The Consummate, Fantastic

Today marks seven years after a national tragedy… and God bless us, we haven’t been hit again, since. I think far too many people dismiss and overlook the real threat that radical Islam presents to us, America and other free nations and peoples, all over the world. Europe has since been attacked. Many thanks to the brave men and women overseas, putting their lives on the line… and I want to mention that I truly admire the brave men of the 82nd, over in Afghanistan, willing to drive Hummers at a snail’s pace to draw Taliban gunfire to them, and away from the ANA and Afghan nationals.

 

It’s almost my birthday, and while it has been an eventful year, it’s also been a trying, hard and somewhat lackluster year for yours-truly. No longer reeling from my Grandmother’s death on a daily-basis, I look forward to figuring out the first parts of my “true” adult life, and I’ve been fortunate to have the time to think it through.

::::

Exercise directions
Please edit everything from "The Consummate, Fantastic" down to "and Afghan nationals." in the blog post, putting "Humvees" in place of "Hummers", and give that stretch back. The lines here have no connection to the blog post.

::::

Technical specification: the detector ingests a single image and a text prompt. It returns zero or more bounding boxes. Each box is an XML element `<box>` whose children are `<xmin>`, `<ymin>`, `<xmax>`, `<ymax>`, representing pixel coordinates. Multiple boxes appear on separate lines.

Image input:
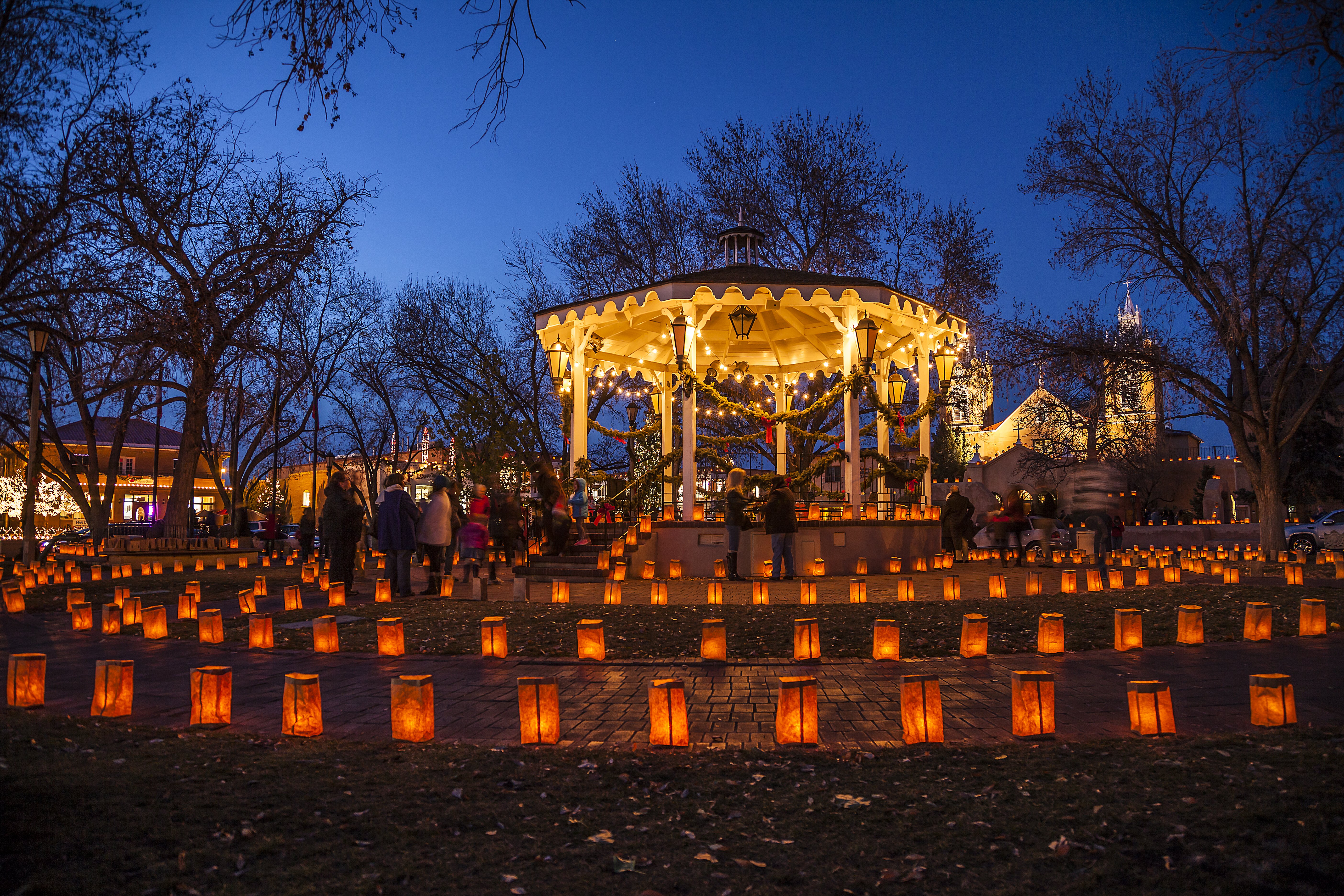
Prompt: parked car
<box><xmin>1283</xmin><ymin>510</ymin><xmax>1344</xmax><ymax>555</ymax></box>
<box><xmin>972</xmin><ymin>516</ymin><xmax>1074</xmax><ymax>551</ymax></box>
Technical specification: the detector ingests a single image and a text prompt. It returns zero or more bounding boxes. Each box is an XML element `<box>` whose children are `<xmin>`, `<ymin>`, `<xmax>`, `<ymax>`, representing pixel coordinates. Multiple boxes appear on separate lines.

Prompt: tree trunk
<box><xmin>164</xmin><ymin>376</ymin><xmax>210</xmax><ymax>539</ymax></box>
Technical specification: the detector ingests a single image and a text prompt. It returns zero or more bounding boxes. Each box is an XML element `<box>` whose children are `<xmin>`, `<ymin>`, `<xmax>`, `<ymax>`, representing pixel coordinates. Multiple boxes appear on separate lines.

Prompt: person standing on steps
<box><xmin>323</xmin><ymin>470</ymin><xmax>364</xmax><ymax>596</ymax></box>
<box><xmin>415</xmin><ymin>476</ymin><xmax>453</xmax><ymax>594</ymax></box>
<box><xmin>765</xmin><ymin>476</ymin><xmax>798</xmax><ymax>582</ymax></box>
<box><xmin>570</xmin><ymin>476</ymin><xmax>593</xmax><ymax>547</ymax></box>
<box><xmin>378</xmin><ymin>473</ymin><xmax>419</xmax><ymax>598</ymax></box>
<box><xmin>723</xmin><ymin>467</ymin><xmax>747</xmax><ymax>582</ymax></box>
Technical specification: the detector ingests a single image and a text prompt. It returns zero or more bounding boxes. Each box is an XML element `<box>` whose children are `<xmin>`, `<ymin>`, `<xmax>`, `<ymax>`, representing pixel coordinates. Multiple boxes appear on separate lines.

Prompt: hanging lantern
<box><xmin>280</xmin><ymin>672</ymin><xmax>323</xmax><ymax>738</ymax></box>
<box><xmin>578</xmin><ymin>619</ymin><xmax>606</xmax><ymax>662</ymax></box>
<box><xmin>1125</xmin><ymin>681</ymin><xmax>1176</xmax><ymax>736</ymax></box>
<box><xmin>102</xmin><ymin>603</ymin><xmax>121</xmax><ymax>634</ymax></box>
<box><xmin>751</xmin><ymin>582</ymin><xmax>770</xmax><ymax>606</ymax></box>
<box><xmin>901</xmin><ymin>676</ymin><xmax>942</xmax><ymax>744</ymax></box>
<box><xmin>378</xmin><ymin>616</ymin><xmax>406</xmax><ymax>657</ymax></box>
<box><xmin>1297</xmin><ymin>598</ymin><xmax>1325</xmax><ymax>638</ymax></box>
<box><xmin>89</xmin><ymin>663</ymin><xmax>136</xmax><ymax>719</ymax></box>
<box><xmin>1243</xmin><ymin>600</ymin><xmax>1274</xmax><ymax>641</ymax></box>
<box><xmin>188</xmin><ymin>666</ymin><xmax>234</xmax><ymax>727</ymax></box>
<box><xmin>798</xmin><ymin>579</ymin><xmax>817</xmax><ymax>603</ymax></box>
<box><xmin>872</xmin><ymin>619</ymin><xmax>901</xmax><ymax>660</ymax></box>
<box><xmin>961</xmin><ymin>613</ymin><xmax>989</xmax><ymax>658</ymax></box>
<box><xmin>1012</xmin><ymin>672</ymin><xmax>1055</xmax><ymax>740</ymax></box>
<box><xmin>140</xmin><ymin>605</ymin><xmax>168</xmax><ymax>641</ymax></box>
<box><xmin>4</xmin><ymin>653</ymin><xmax>47</xmax><ymax>709</ymax></box>
<box><xmin>313</xmin><ymin>616</ymin><xmax>340</xmax><ymax>653</ymax></box>
<box><xmin>849</xmin><ymin>579</ymin><xmax>868</xmax><ymax>603</ymax></box>
<box><xmin>70</xmin><ymin>603</ymin><xmax>93</xmax><ymax>631</ymax></box>
<box><xmin>517</xmin><ymin>677</ymin><xmax>560</xmax><ymax>745</ymax></box>
<box><xmin>793</xmin><ymin>619</ymin><xmax>821</xmax><ymax>662</ymax></box>
<box><xmin>196</xmin><ymin>610</ymin><xmax>224</xmax><ymax>644</ymax></box>
<box><xmin>1251</xmin><ymin>673</ymin><xmax>1297</xmax><ymax>728</ymax></box>
<box><xmin>700</xmin><ymin>619</ymin><xmax>728</xmax><ymax>662</ymax></box>
<box><xmin>1115</xmin><ymin>609</ymin><xmax>1144</xmax><ymax>650</ymax></box>
<box><xmin>774</xmin><ymin>676</ymin><xmax>820</xmax><ymax>747</ymax></box>
<box><xmin>1036</xmin><ymin>613</ymin><xmax>1064</xmax><ymax>654</ymax></box>
<box><xmin>392</xmin><ymin>676</ymin><xmax>434</xmax><ymax>743</ymax></box>
<box><xmin>649</xmin><ymin>678</ymin><xmax>691</xmax><ymax>747</ymax></box>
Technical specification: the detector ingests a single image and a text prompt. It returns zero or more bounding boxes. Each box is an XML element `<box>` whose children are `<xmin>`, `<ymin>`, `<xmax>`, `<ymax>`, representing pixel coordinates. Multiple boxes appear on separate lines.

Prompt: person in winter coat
<box><xmin>323</xmin><ymin>470</ymin><xmax>364</xmax><ymax>596</ymax></box>
<box><xmin>570</xmin><ymin>476</ymin><xmax>593</xmax><ymax>547</ymax></box>
<box><xmin>765</xmin><ymin>476</ymin><xmax>798</xmax><ymax>582</ymax></box>
<box><xmin>415</xmin><ymin>476</ymin><xmax>453</xmax><ymax>594</ymax></box>
<box><xmin>942</xmin><ymin>485</ymin><xmax>976</xmax><ymax>563</ymax></box>
<box><xmin>723</xmin><ymin>467</ymin><xmax>747</xmax><ymax>582</ymax></box>
<box><xmin>298</xmin><ymin>506</ymin><xmax>317</xmax><ymax>563</ymax></box>
<box><xmin>378</xmin><ymin>473</ymin><xmax>419</xmax><ymax>598</ymax></box>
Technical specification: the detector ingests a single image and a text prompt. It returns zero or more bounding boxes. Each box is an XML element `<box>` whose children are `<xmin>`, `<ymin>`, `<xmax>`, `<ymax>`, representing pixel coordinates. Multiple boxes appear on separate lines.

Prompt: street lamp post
<box><xmin>23</xmin><ymin>326</ymin><xmax>51</xmax><ymax>564</ymax></box>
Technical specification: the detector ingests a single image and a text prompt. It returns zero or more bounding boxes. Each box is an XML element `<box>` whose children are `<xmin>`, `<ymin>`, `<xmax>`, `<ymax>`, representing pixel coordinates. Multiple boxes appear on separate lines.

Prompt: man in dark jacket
<box><xmin>942</xmin><ymin>485</ymin><xmax>976</xmax><ymax>563</ymax></box>
<box><xmin>323</xmin><ymin>470</ymin><xmax>364</xmax><ymax>596</ymax></box>
<box><xmin>378</xmin><ymin>473</ymin><xmax>419</xmax><ymax>598</ymax></box>
<box><xmin>765</xmin><ymin>476</ymin><xmax>798</xmax><ymax>582</ymax></box>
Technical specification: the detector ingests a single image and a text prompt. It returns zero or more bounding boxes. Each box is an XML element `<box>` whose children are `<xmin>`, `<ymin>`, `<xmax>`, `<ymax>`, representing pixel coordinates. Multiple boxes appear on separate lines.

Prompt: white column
<box><xmin>681</xmin><ymin>318</ymin><xmax>699</xmax><ymax>520</ymax></box>
<box><xmin>872</xmin><ymin>359</ymin><xmax>891</xmax><ymax>516</ymax></box>
<box><xmin>915</xmin><ymin>339</ymin><xmax>933</xmax><ymax>501</ymax></box>
<box><xmin>659</xmin><ymin>375</ymin><xmax>673</xmax><ymax>506</ymax></box>
<box><xmin>841</xmin><ymin>317</ymin><xmax>863</xmax><ymax>516</ymax></box>
<box><xmin>570</xmin><ymin>333</ymin><xmax>589</xmax><ymax>477</ymax></box>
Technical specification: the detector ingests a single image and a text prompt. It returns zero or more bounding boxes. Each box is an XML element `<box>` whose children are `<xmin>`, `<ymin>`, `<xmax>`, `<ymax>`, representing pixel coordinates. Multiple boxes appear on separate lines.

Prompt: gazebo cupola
<box><xmin>715</xmin><ymin>208</ymin><xmax>765</xmax><ymax>267</ymax></box>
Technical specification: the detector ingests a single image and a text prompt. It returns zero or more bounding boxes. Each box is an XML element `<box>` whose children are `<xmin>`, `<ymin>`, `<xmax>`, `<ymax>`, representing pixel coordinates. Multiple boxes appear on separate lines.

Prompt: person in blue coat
<box><xmin>378</xmin><ymin>473</ymin><xmax>419</xmax><ymax>598</ymax></box>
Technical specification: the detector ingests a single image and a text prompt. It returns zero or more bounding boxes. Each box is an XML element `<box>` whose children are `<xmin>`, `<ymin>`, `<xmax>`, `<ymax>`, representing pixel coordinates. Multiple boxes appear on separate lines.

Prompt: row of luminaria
<box><xmin>5</xmin><ymin>653</ymin><xmax>1297</xmax><ymax>747</ymax></box>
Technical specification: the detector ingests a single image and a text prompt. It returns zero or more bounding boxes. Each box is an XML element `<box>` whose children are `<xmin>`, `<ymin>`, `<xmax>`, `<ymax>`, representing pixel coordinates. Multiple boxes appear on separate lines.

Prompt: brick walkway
<box><xmin>0</xmin><ymin>602</ymin><xmax>1344</xmax><ymax>747</ymax></box>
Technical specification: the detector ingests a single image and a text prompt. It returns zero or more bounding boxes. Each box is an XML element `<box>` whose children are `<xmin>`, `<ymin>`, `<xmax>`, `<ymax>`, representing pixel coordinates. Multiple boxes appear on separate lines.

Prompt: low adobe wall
<box><xmin>628</xmin><ymin>520</ymin><xmax>942</xmax><ymax>579</ymax></box>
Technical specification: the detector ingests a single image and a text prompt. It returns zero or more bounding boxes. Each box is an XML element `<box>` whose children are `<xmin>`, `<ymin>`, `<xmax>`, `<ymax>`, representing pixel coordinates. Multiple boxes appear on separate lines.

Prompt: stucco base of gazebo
<box><xmin>626</xmin><ymin>520</ymin><xmax>942</xmax><ymax>579</ymax></box>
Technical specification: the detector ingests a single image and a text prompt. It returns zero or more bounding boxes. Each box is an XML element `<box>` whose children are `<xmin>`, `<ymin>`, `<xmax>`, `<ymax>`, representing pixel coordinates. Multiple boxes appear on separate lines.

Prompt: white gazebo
<box><xmin>536</xmin><ymin>238</ymin><xmax>966</xmax><ymax>519</ymax></box>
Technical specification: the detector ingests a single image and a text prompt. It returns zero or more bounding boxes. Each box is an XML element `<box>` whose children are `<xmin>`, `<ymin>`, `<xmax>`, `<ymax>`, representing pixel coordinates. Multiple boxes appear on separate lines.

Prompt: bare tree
<box><xmin>90</xmin><ymin>93</ymin><xmax>376</xmax><ymax>536</ymax></box>
<box><xmin>216</xmin><ymin>0</ymin><xmax>582</xmax><ymax>138</ymax></box>
<box><xmin>1023</xmin><ymin>58</ymin><xmax>1344</xmax><ymax>548</ymax></box>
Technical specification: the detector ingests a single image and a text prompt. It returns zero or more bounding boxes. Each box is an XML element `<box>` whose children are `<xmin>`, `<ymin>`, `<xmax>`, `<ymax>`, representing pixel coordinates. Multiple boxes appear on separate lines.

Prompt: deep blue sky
<box><xmin>140</xmin><ymin>0</ymin><xmax>1230</xmax><ymax>445</ymax></box>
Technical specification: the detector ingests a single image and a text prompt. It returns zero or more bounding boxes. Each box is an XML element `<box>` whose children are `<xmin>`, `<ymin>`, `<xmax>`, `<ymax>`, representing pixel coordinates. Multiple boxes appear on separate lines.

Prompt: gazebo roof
<box><xmin>536</xmin><ymin>265</ymin><xmax>966</xmax><ymax>380</ymax></box>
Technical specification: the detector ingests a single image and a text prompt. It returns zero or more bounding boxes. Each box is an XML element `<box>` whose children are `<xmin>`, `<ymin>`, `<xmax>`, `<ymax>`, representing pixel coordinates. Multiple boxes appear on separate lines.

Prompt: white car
<box><xmin>972</xmin><ymin>516</ymin><xmax>1074</xmax><ymax>549</ymax></box>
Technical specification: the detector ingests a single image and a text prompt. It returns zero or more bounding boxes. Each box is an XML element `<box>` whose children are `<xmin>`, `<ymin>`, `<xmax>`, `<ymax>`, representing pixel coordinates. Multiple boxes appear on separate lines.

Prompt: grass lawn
<box><xmin>102</xmin><ymin>584</ymin><xmax>1344</xmax><ymax>660</ymax></box>
<box><xmin>0</xmin><ymin>709</ymin><xmax>1344</xmax><ymax>896</ymax></box>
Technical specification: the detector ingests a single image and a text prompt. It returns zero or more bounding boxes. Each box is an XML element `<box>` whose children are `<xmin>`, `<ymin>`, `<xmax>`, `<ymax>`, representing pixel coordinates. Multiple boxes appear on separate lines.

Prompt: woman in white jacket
<box><xmin>415</xmin><ymin>476</ymin><xmax>453</xmax><ymax>594</ymax></box>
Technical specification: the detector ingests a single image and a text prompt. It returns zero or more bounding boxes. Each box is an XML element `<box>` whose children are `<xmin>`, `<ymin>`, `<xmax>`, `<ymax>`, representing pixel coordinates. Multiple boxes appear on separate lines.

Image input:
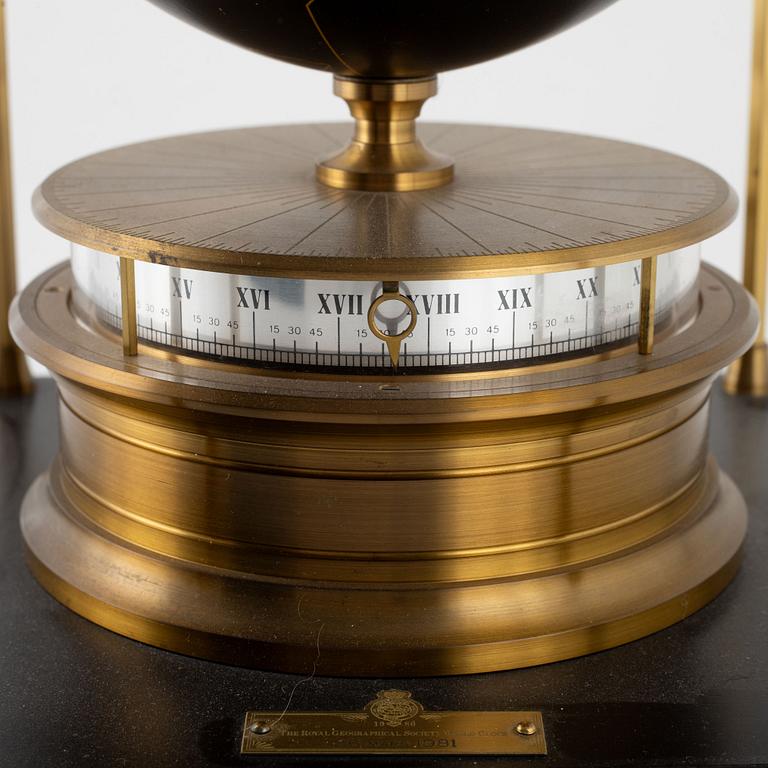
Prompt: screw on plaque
<box><xmin>515</xmin><ymin>720</ymin><xmax>539</xmax><ymax>736</ymax></box>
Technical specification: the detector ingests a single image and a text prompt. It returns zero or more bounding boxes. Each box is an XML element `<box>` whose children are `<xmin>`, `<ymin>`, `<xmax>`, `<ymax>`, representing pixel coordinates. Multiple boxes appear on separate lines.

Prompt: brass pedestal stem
<box><xmin>317</xmin><ymin>76</ymin><xmax>453</xmax><ymax>191</ymax></box>
<box><xmin>0</xmin><ymin>3</ymin><xmax>31</xmax><ymax>397</ymax></box>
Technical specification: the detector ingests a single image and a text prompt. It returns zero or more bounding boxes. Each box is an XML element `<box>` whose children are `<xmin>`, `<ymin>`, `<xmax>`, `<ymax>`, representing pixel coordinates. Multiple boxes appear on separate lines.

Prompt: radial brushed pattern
<box><xmin>41</xmin><ymin>124</ymin><xmax>729</xmax><ymax>259</ymax></box>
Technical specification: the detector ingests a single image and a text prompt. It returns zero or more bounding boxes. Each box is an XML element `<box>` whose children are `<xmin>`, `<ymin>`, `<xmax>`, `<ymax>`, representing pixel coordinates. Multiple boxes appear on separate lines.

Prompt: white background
<box><xmin>5</xmin><ymin>0</ymin><xmax>752</xmax><ymax>376</ymax></box>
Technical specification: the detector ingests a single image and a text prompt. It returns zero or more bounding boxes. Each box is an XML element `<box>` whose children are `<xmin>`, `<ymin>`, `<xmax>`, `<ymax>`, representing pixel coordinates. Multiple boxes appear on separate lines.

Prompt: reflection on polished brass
<box><xmin>637</xmin><ymin>256</ymin><xmax>656</xmax><ymax>355</ymax></box>
<box><xmin>725</xmin><ymin>0</ymin><xmax>768</xmax><ymax>397</ymax></box>
<box><xmin>240</xmin><ymin>689</ymin><xmax>547</xmax><ymax>755</ymax></box>
<box><xmin>34</xmin><ymin>124</ymin><xmax>737</xmax><ymax>281</ymax></box>
<box><xmin>316</xmin><ymin>76</ymin><xmax>453</xmax><ymax>192</ymax></box>
<box><xmin>13</xmin><ymin>268</ymin><xmax>757</xmax><ymax>672</ymax></box>
<box><xmin>120</xmin><ymin>258</ymin><xmax>139</xmax><ymax>355</ymax></box>
<box><xmin>0</xmin><ymin>2</ymin><xmax>31</xmax><ymax>396</ymax></box>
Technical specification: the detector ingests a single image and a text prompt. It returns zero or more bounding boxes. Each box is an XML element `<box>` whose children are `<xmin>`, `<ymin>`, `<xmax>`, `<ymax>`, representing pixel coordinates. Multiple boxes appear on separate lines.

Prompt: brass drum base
<box><xmin>22</xmin><ymin>464</ymin><xmax>747</xmax><ymax>676</ymax></box>
<box><xmin>12</xmin><ymin>268</ymin><xmax>757</xmax><ymax>676</ymax></box>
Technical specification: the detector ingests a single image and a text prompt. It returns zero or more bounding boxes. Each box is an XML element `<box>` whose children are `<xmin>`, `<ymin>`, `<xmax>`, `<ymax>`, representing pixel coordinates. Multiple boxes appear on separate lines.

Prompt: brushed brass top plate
<box><xmin>35</xmin><ymin>124</ymin><xmax>736</xmax><ymax>280</ymax></box>
<box><xmin>240</xmin><ymin>690</ymin><xmax>547</xmax><ymax>755</ymax></box>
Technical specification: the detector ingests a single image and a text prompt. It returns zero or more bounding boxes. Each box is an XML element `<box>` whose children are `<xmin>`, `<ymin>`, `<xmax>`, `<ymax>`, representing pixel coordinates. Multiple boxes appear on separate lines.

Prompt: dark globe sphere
<box><xmin>150</xmin><ymin>0</ymin><xmax>615</xmax><ymax>78</ymax></box>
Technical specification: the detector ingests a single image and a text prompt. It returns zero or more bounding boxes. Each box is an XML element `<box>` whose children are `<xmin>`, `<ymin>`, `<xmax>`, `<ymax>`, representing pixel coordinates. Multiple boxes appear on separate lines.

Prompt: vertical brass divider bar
<box><xmin>725</xmin><ymin>0</ymin><xmax>768</xmax><ymax>396</ymax></box>
<box><xmin>0</xmin><ymin>1</ymin><xmax>32</xmax><ymax>396</ymax></box>
<box><xmin>637</xmin><ymin>256</ymin><xmax>656</xmax><ymax>355</ymax></box>
<box><xmin>120</xmin><ymin>257</ymin><xmax>139</xmax><ymax>356</ymax></box>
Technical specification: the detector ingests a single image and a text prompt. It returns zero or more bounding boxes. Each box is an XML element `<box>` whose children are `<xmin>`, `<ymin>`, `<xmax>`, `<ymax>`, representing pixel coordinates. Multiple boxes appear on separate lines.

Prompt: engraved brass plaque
<box><xmin>240</xmin><ymin>690</ymin><xmax>547</xmax><ymax>755</ymax></box>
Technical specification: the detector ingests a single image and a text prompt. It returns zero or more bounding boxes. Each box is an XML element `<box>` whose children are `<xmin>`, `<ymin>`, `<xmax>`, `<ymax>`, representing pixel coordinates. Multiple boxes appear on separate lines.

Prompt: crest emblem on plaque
<box><xmin>365</xmin><ymin>689</ymin><xmax>424</xmax><ymax>728</ymax></box>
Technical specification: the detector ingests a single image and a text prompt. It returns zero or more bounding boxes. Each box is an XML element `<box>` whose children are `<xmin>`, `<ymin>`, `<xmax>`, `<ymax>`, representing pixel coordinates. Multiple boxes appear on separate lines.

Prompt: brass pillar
<box><xmin>725</xmin><ymin>0</ymin><xmax>768</xmax><ymax>396</ymax></box>
<box><xmin>0</xmin><ymin>0</ymin><xmax>31</xmax><ymax>397</ymax></box>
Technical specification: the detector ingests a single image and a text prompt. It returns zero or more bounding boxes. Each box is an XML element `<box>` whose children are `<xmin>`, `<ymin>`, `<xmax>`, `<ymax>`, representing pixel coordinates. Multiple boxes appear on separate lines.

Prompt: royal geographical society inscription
<box><xmin>241</xmin><ymin>689</ymin><xmax>547</xmax><ymax>755</ymax></box>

::::

Result below
The Consummate, Fantastic

Today marks seven years after a national tragedy… and God bless us, we haven’t been hit again, since. I think far too many people dismiss and overlook the real threat that radical Islam presents to us, America and other free nations and peoples, all over the world. Europe has since been attacked. Many thanks to the brave men and women overseas, putting their lives on the line… and I want to mention that I truly admire the brave men of the 82nd, over in Afghanistan, willing to drive Humvees at a snail’s pace to draw Taliban gunfire to them, and away from the ANA and Afghan nationals.